**The exercise**: Locate every line in the material below that contains the word "Each", and copy those lines out in full.

Records from a dataset:
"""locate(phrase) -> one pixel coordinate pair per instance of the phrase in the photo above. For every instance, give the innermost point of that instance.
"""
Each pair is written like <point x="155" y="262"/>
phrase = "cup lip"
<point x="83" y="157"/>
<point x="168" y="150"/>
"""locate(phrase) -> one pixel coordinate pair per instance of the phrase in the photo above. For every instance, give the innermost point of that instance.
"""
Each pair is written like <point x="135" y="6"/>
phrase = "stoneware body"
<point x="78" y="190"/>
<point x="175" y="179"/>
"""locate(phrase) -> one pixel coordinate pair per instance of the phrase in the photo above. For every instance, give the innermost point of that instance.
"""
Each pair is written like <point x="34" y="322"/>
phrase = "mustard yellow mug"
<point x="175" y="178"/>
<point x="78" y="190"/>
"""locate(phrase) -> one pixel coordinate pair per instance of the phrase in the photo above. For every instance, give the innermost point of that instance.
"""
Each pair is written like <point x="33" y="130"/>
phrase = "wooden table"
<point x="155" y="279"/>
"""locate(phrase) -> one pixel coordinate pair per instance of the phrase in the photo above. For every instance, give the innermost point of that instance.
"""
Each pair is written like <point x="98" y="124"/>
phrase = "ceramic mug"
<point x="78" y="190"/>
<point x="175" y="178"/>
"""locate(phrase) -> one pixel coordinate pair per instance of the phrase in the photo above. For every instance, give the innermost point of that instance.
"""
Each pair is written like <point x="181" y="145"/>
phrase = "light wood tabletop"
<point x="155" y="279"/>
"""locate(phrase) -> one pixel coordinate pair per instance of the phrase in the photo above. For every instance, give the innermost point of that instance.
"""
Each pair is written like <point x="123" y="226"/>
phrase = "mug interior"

* * *

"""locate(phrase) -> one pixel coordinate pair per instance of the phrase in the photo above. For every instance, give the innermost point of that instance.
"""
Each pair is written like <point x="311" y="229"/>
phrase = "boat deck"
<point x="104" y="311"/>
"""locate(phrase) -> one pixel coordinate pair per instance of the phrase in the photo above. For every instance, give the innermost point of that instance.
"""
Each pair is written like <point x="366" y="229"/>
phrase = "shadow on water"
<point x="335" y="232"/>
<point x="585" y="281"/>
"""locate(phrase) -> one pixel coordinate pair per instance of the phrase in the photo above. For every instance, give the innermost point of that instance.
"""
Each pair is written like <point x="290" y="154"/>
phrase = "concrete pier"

**Response to the task**:
Each pair is written like <point x="155" y="262"/>
Each pair is written like <point x="135" y="6"/>
Each pair is written like <point x="34" y="322"/>
Each pair is written like <point x="33" y="130"/>
Each pair is written like <point x="98" y="124"/>
Each pair is written like <point x="181" y="145"/>
Each pair is written like <point x="123" y="226"/>
Each pair is written like <point x="311" y="229"/>
Each pair is written like <point x="366" y="229"/>
Each pair is written like <point x="290" y="154"/>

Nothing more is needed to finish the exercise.